▶ _Text extract_
────────────────────────────────────────

Am I correct that any new build home must have a 10m minimum depth rear garden?   I ask as I want to have a single story attached garden room which will partly encroach into the rear garden leaving 6m to the rear boundary. The main 2 story part of the building will still leave 13m rear garden depth to the boundary. Would this be acceptable or can nothing encroach into the 10m space please?

 

Many thanks 

 

You need to check actual policy, at national and local level. The biggest distance is likely to be habitable room window facing habitable room window, and is about privacy and overlooking. 

 

It may alter eg if there is a 2m brick wall in between. Or if you offer obscure glazing, or a dog leg angle, or other things you come up with eg a brick wall.

 

54 minutes ago, Dreadnaught said:

The local plan has reacted to this by instigating draconian limitations to counter it, which in turn has the unintended consequence of both complicating and distorting my build when my build will be hugely better than any mass built box anyway. The law of unintended consequences. 

 

This depends on the status of the new Local Plan, as to how much weight it gets. If your Planning App is in before it is in force, then it should be done mainly on saved policies from the existing. But it will help to nod to the new ones.

────────────────────────────────────────

▶ _Provided entries_
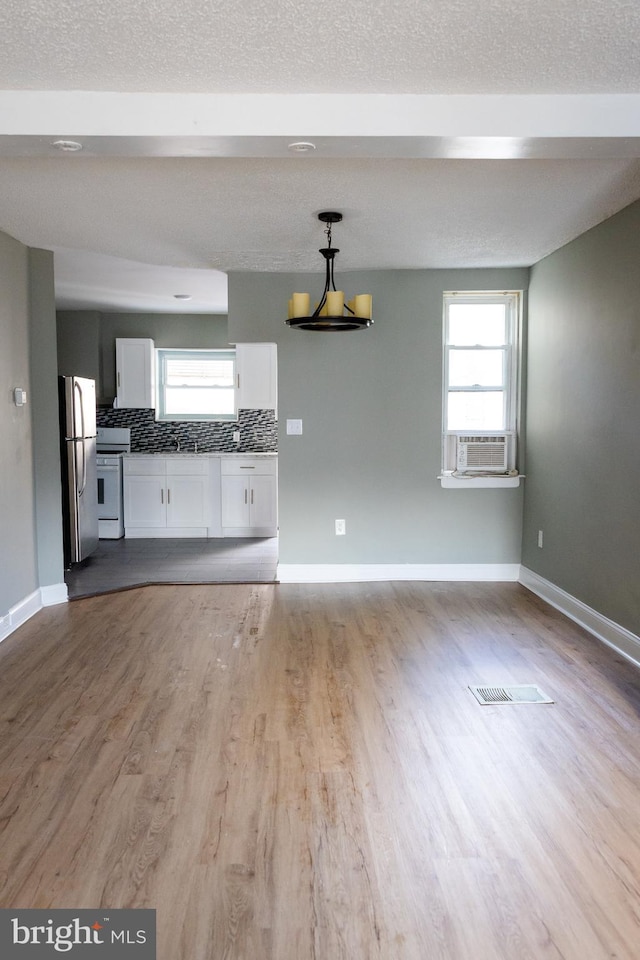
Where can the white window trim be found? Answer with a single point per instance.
(512, 358)
(163, 417)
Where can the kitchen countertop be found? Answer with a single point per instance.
(190, 454)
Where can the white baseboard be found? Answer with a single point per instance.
(362, 572)
(29, 606)
(627, 644)
(54, 593)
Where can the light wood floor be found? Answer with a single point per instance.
(299, 772)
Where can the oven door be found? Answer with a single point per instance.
(109, 489)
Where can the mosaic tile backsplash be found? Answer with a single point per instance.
(258, 432)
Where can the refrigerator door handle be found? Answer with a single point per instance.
(83, 481)
(80, 408)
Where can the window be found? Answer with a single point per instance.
(196, 385)
(481, 365)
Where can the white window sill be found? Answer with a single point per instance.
(475, 482)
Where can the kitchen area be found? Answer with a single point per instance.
(190, 500)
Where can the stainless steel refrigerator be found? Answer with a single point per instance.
(79, 475)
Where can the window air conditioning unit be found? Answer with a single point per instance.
(482, 454)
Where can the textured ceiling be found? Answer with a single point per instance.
(277, 46)
(135, 219)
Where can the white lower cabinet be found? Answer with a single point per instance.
(249, 497)
(200, 496)
(166, 497)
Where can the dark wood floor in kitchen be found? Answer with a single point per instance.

────────────────────────────────────────

▶ _To be done_
A - Gather every line of the listing that contains the word "refrigerator", treating uppercase and lowercase as different.
B - Extend the forum discussion about minimum rear garden depth past its final post.

▶ _Answers for the tasks_
A -
Where can the refrigerator door handle be found? Answer with a single point per instance.
Where can the stainless steel refrigerator be found? Answer with a single point per instance.

B -
 

I started my largish planning application to get the permission in before the proposed local plan took us out of the housing allocations. We got it through Ok on appeal after a political refusal, but the Council are so supremely competent that 6 years later the new lot have just entirely restarted the process after kicking out the old lot, who had previously inherited the same exercise from the lot who just got back in albeit they are now independents not Lib Dem’s. 

 

If there are problems with it in law or practicality, write up an email with talking points and chapter and verse and give it to your local paper after a phone call. They love that kind of story. Our Local Plan made The front page at least twice that I know of.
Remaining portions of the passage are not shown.